WHAT IS NEEDED:
Please filter the records below, keeping every line that contains the string "banner". Matching is case-sensitive.

::::::

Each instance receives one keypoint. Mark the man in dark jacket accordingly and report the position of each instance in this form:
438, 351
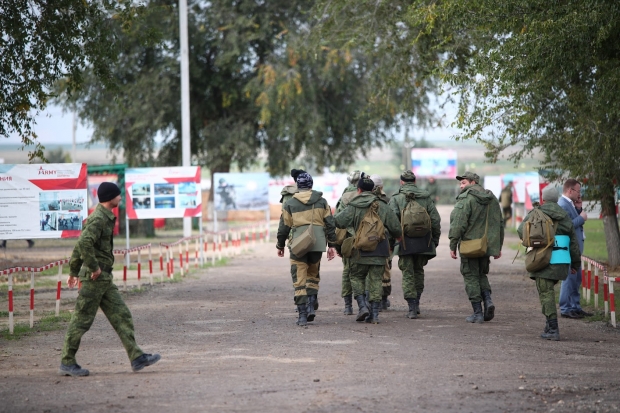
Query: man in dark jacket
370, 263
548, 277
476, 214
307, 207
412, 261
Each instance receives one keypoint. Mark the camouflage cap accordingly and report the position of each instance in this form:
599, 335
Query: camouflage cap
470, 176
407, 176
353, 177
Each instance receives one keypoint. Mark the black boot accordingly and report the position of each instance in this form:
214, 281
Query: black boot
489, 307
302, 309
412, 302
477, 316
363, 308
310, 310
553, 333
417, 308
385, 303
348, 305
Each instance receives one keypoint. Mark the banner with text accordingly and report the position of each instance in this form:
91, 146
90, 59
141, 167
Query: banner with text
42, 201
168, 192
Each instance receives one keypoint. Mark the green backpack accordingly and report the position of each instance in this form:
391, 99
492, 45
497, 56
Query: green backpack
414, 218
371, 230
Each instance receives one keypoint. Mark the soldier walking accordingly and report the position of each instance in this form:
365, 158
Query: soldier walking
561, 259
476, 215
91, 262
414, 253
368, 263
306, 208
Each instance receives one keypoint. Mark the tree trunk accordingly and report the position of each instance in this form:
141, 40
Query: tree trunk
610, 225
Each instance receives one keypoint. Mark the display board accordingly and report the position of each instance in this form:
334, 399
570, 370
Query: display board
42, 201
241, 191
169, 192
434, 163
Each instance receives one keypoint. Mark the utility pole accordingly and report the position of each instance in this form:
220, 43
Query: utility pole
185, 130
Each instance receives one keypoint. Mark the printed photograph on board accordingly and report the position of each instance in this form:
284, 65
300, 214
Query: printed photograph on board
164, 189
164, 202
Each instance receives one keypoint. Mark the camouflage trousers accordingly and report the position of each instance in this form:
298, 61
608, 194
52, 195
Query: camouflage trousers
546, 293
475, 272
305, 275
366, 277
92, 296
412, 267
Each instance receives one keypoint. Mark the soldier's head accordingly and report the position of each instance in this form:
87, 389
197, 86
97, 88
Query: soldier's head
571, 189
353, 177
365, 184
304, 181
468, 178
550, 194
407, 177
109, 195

::::::

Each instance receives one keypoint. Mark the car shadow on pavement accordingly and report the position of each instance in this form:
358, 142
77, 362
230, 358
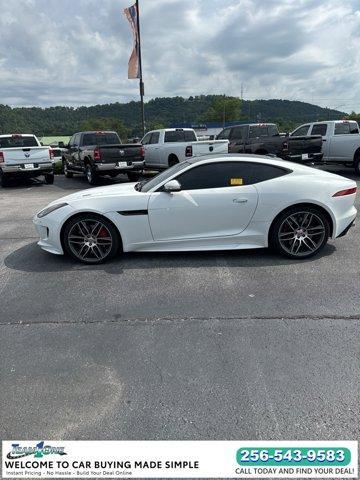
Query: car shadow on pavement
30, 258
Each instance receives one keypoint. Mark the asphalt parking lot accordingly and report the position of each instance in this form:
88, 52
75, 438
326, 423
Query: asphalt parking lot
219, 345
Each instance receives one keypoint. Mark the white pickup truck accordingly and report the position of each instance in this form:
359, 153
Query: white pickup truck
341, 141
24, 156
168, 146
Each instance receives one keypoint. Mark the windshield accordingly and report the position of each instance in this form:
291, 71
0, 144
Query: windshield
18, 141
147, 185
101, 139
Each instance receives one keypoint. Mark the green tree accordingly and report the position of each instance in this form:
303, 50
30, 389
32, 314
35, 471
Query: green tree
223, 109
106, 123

::::::

CORRECT ANSWER:
Each instance receives one keypoint. Mark the banner with text accordingly and report the position of each instance in this form:
Query: banner with text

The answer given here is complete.